_To do_.
1. Using the passage on the challenge to Indonesia's electricity plan, decide whether each statement agrees with it: (a) the decree was signed and publicly released on the same day; (b) the Business Plan determines the national power generation mix for ten years; (c) the plaintiffs live near coal-fired power plants in five cities. Answer yes or no for each and quote the words that settle it.
2. Supply a continuation of the passage on the challenge to Indonesia's electricity plan, beginning after its final sentence.

The contested administrative act is Ministerial Decree No. 188.K/TL.03/MEM.L/2025, signed 05/26/2025 and publicly released 06/03/2025, which approved PT PLN (Indonesia State Utility Company)’s Electricity Supply Business Plan for 2025–2034. The Business Plan is the binding electricity planning document governing Indonesia’s state electricity company and determining the national power generation mix for a decade.
The four individual plaintiffs reside near coal-fired power plants (PLTU) in Bengkulu, Jakarta, Medan, and Bandung, and are consumers of PLN electricity. They alleged direct harm to their constitutional rights to a healthy environment and clean air.

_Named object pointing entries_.
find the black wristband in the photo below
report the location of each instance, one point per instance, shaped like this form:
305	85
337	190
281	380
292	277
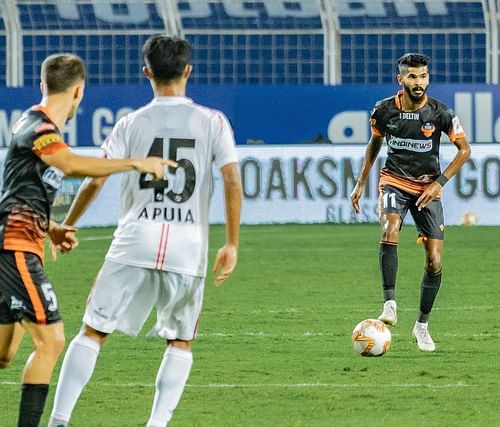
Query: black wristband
442	180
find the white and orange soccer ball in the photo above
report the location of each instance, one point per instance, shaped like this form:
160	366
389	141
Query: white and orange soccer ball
371	337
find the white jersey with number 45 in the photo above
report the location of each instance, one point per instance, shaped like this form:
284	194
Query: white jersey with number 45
164	224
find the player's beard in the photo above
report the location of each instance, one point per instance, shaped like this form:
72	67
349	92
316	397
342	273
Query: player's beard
72	112
416	99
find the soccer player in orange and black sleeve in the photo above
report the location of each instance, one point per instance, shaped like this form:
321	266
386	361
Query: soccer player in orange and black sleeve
411	180
36	162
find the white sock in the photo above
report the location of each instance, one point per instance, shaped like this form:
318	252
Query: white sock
77	368
170	382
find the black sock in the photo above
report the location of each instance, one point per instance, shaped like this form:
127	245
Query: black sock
388	258
428	292
32	402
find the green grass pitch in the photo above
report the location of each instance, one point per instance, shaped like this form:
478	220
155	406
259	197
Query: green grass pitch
274	346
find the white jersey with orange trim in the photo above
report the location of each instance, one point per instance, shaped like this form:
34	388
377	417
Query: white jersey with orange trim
163	224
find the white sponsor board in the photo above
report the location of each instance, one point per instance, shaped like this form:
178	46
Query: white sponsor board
312	184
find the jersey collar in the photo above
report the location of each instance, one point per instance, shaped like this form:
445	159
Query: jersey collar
172	100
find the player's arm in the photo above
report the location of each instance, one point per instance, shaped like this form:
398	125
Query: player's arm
371	153
227	256
88	191
73	165
434	189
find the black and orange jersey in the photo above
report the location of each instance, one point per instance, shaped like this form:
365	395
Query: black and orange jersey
29	184
413	140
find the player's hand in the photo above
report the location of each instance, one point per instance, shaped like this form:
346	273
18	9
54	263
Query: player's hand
153	165
62	238
433	191
355	196
225	261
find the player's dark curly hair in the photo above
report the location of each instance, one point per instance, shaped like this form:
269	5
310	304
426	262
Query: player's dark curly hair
413	60
166	57
61	71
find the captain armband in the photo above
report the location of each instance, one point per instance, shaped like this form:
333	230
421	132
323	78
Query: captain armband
442	180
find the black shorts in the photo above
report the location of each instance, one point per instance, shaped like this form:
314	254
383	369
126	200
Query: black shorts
25	290
429	221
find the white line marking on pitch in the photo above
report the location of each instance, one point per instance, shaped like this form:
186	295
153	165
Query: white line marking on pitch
322	334
300	385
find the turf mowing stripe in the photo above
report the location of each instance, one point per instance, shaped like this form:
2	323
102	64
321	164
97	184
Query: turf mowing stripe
300	385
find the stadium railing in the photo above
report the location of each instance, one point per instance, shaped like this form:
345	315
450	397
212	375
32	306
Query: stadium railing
256	42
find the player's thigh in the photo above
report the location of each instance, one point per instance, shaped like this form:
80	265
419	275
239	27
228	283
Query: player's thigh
393	207
48	338
430	220
26	291
122	298
393	200
179	306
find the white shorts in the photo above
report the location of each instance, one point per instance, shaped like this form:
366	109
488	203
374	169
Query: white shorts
123	297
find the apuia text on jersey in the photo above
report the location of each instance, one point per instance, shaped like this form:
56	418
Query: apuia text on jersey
167	214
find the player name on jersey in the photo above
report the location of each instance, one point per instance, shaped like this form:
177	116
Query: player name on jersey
409	116
168	214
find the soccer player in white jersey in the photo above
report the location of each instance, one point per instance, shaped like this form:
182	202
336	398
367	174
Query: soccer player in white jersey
158	256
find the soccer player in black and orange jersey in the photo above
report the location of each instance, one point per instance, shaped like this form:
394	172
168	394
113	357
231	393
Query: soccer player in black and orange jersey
412	123
35	164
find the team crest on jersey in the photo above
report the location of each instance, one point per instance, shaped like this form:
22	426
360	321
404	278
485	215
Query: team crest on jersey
428	129
44	140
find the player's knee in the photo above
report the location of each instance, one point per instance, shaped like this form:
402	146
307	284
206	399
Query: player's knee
51	347
391	234
433	263
184	345
5	361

_In response_.
1.
(a) No: "signed 05/26/2025 and publicly released 06/03/2025."
(b) Yes: "determining the national power generation mix for a decade."
(c) No: "in Bengkulu, Jakarta, Medan, and Bandung."

2.
Together, the Plaintiffs argued the Business Plan 2025–2034 is unlawful on multiple grounds. First, the Business Plan violates the National Long-Term Development Plan Law (UU RPJPN 2025–2045), which mandates coal phase-out beginning in 2030. Instead, the Business Plan replaces “coal phase-out” language from the prior RUPTL 2021–2030 with “coal phase-down”. The plan also includes provisions to extend existing coal plant lifetimes by 10 - 20 years through cofiring retrofits and contract extensions, and contains no coal retirement roadmap for either its 2025 - 2029 or 2030 - 2034 planning phases. Second, the Business Plan violates Presidential Regulation No. 112/2022, which prohibits new coal plants (except those already in the pipeline by 2021) and mandates a coal phase-out roadmap with specific components. The plaintiffs asserted that the Business Plan includes approximately 2,600 MW of new coal plants beyond what was included in the 2021 - 2030 Business Plan.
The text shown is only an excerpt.